Bus error when running pipelines

I am receiving “Bus errors” when running ProcessCcd.yaml (IsrTask/CharacterizeImageTask/CalibrateImageTask) to process DECam images from the galactic bulge (crowded fields). I haven’t received these errors when processing images from less crowded fields. The logs are not super informative…here are the lines around the dump leading to the end of the log file:

lsst.ctrl.mpexec.mpGraphExecutor ERROR: Task <TaskDef(CharacterizeImageTask, label=characterizeImage) dataId={instrument: 'DECam', detector: 40, visit: 1033749, ...}> failed; processing will continue for remaining tasks.
lsst.ctrl.mpexec.mpGraphExecutor ERROR: Upstream job failed for task <TaskDef(CalibrateTask, label=calibrate) dataId={instrument: 'DECam', detector: 40, visit: 1033749, ...}>, skipping this task.
lsst.characterizeImage INFO: PSF estimation initialized with 'simple' PSF
lsst.characterizeImage.repair INFO: Identified 100 cosmic rays.
py.warnings WARNING: /gscratch/astro/stevengs/lsst_stacks/stacks/w.2022.06/stack/miniconda3-py38_4.9.2-1.0.0/Linux64/meas_algorithms/gbe01a4569f+ccfec7bf50/python/lsst/meas/algorithms/detection.py:410: FutureWarning: Default position argument overload is deprecated and will be removed in version 24.0.  Please explicitly specify a position.
  sigma = psf.computeShape().getDeterminantRadius()

py.warnings WARNING: /gscratch/astro/stevengs/lsst_stacks/stacks/w.2022.06/stack/miniconda3-py38_4.9.2-1.0.0/Linux64/meas_algorithms/gbe01a4569f+ccfec7bf50/python/lsst/meas/algorithms/detection.py:447: FutureWarning: Default position argument overload is deprecated and will be removed in version 24.0.  Please explicitly specify a position.
  sigma = psf.computeShape().getDeterminantRadius()

## Given exercise 1
Repeat the passage of the bus error post from "Bus error when" up to and including "skipping this task.".
The listing that follows is unrelated to the bus error post.

## Excerpted records
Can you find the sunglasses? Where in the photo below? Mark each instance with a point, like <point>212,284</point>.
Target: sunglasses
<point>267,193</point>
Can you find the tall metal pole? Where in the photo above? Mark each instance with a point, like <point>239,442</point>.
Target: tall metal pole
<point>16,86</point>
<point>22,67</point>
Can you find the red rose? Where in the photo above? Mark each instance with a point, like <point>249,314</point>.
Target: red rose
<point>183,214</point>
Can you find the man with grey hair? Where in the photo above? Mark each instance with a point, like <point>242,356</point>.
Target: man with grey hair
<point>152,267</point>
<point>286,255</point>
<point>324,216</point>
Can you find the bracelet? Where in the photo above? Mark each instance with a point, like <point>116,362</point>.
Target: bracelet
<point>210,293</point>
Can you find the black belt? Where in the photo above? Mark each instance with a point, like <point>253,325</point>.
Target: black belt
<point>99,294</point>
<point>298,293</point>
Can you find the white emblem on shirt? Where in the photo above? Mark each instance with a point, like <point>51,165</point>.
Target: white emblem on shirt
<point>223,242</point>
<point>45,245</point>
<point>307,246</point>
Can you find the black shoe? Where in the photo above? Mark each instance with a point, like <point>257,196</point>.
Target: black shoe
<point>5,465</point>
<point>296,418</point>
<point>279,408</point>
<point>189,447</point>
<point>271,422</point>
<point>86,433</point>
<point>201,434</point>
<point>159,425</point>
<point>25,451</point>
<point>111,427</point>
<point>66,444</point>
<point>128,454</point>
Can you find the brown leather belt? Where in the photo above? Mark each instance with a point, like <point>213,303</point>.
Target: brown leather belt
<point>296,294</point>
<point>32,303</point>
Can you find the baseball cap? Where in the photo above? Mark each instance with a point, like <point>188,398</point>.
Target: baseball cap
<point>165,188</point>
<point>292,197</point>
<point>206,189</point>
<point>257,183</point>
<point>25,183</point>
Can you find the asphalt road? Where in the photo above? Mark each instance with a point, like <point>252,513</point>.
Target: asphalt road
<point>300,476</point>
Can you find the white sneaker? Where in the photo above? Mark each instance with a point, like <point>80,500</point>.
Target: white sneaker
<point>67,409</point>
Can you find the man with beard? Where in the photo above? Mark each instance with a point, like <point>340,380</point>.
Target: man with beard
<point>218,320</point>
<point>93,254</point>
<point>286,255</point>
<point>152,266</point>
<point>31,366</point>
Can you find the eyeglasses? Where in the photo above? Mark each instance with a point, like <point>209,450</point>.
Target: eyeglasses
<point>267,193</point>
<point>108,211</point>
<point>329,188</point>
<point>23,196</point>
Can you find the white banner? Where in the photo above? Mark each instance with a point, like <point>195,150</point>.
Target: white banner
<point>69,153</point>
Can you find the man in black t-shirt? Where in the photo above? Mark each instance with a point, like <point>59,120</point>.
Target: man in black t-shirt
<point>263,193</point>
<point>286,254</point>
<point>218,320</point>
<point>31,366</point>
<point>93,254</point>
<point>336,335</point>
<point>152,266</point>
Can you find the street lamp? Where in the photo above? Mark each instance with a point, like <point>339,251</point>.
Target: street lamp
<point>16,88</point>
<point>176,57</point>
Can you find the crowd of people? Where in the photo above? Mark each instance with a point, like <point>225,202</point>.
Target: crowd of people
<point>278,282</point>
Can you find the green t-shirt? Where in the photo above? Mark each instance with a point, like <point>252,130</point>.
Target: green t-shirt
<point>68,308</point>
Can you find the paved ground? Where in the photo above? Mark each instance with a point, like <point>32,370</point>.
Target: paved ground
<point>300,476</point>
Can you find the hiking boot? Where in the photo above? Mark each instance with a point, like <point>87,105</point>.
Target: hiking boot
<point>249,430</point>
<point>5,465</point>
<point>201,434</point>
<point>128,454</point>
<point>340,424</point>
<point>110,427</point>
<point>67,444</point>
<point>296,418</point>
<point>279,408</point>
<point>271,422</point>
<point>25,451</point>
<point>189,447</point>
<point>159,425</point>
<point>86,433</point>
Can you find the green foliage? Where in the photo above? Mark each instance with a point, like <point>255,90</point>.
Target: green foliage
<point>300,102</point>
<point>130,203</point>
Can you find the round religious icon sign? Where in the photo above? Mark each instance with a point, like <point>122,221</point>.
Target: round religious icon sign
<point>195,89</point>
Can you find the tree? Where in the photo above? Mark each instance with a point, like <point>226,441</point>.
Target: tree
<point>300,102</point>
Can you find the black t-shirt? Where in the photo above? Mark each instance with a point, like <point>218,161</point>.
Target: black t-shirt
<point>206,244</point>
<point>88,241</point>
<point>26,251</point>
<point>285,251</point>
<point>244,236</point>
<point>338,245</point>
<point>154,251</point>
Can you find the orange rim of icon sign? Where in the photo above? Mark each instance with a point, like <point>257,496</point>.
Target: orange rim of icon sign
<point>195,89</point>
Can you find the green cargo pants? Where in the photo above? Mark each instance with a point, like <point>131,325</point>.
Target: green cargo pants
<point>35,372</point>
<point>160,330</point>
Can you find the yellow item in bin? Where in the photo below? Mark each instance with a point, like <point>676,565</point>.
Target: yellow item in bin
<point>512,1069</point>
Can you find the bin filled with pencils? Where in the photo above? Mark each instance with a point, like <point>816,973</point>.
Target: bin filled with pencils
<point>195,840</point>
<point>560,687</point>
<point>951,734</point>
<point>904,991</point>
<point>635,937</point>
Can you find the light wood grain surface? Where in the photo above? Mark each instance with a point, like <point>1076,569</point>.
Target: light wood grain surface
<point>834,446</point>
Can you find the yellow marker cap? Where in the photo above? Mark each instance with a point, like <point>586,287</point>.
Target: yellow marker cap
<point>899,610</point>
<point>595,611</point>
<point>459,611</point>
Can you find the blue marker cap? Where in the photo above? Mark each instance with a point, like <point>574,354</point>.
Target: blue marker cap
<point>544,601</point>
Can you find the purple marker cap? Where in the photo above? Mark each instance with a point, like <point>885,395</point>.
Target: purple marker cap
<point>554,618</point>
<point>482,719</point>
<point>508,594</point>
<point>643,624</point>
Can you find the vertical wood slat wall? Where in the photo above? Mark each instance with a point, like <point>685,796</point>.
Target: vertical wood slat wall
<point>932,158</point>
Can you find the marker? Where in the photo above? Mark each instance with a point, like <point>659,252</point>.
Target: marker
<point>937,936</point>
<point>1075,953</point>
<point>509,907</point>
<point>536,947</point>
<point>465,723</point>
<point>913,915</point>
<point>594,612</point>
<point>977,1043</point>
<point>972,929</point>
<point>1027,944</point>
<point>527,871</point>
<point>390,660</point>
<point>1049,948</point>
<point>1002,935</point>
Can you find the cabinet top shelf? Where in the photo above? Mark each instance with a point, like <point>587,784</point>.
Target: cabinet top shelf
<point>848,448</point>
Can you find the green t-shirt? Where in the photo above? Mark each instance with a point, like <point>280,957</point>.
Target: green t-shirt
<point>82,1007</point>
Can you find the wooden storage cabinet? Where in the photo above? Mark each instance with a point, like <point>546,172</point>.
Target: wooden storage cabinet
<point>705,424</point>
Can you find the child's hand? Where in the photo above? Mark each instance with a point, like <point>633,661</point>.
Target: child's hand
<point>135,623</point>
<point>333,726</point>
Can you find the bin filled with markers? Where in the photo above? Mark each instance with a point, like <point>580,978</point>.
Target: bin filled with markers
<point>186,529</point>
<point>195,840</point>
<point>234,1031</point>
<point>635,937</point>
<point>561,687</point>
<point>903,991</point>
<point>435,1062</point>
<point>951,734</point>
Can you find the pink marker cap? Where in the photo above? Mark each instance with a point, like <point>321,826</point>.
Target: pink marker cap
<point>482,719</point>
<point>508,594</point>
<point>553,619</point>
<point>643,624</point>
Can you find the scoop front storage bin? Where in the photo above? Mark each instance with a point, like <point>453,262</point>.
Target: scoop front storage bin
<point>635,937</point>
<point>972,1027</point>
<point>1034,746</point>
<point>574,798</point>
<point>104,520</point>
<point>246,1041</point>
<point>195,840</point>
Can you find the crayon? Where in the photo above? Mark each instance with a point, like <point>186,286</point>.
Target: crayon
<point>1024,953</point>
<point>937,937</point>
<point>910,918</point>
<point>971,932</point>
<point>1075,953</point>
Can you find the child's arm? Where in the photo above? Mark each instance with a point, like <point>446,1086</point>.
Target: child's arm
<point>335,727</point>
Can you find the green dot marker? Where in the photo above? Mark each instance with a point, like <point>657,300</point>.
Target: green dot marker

## Given exercise 2
Reproduce the lines of the listing above from the line with "Can you find the bin filled with markers?" up to and including the line with "<point>335,727</point>".

## Written response 1
Bus error when running pipelines

I am receiving “Bus errors” when running ProcessCcd.yaml (IsrTask/CharacterizeImageTask/CalibrateImageTask) to process DECam images from the galactic bulge (crowded fields). I haven’t received these errors when processing images from less crowded fields. The logs are not super informative…here are the lines around the dump leading to the end of the log file:

lsst.ctrl.mpexec.mpGraphExecutor ERROR: Task <TaskDef(CharacterizeImageTask, label=characterizeImage) dataId={instrument: 'DECam', detector: 40, visit: 1033749, ...}> failed; processing will continue for remaining tasks.
lsst.ctrl.mpexec.mpGraphExecutor ERROR: Upstream job failed for task <TaskDef(CalibrateTask, label=calibrate) dataId={instrument: 'DECam', detector: 40, visit: 1033749, ...}>, skipping this task.

## Written response 2
Can you find the bin filled with markers? Where in the photo above? Mark each instance with a point, like <point>580,978</point>.
Target: bin filled with markers
<point>186,529</point>
<point>195,840</point>
<point>234,1031</point>
<point>635,937</point>
<point>561,687</point>
<point>903,991</point>
<point>435,1062</point>
<point>951,734</point>
Can you find the pink marker cap? Where in the photo above? Mark each instance with a point, like <point>321,826</point>.
Target: pink marker cap
<point>482,719</point>
<point>508,594</point>
<point>553,619</point>
<point>643,624</point>
Can you find the scoop front storage bin? Where in the photo above? Mark each instance with a point, like <point>453,262</point>.
Target: scoop front storage bin
<point>635,937</point>
<point>972,1027</point>
<point>1034,746</point>
<point>574,798</point>
<point>104,520</point>
<point>246,1041</point>
<point>195,840</point>
Can you find the crayon? Where in the photo above? Mark each instance with a point, like <point>186,286</point>.
Target: crayon
<point>1024,953</point>
<point>937,937</point>
<point>910,918</point>
<point>971,932</point>
<point>1075,953</point>
Can you find the child's arm? Where in the photo above? Mark each instance with a point, like <point>446,1086</point>.
Target: child's arm
<point>335,727</point>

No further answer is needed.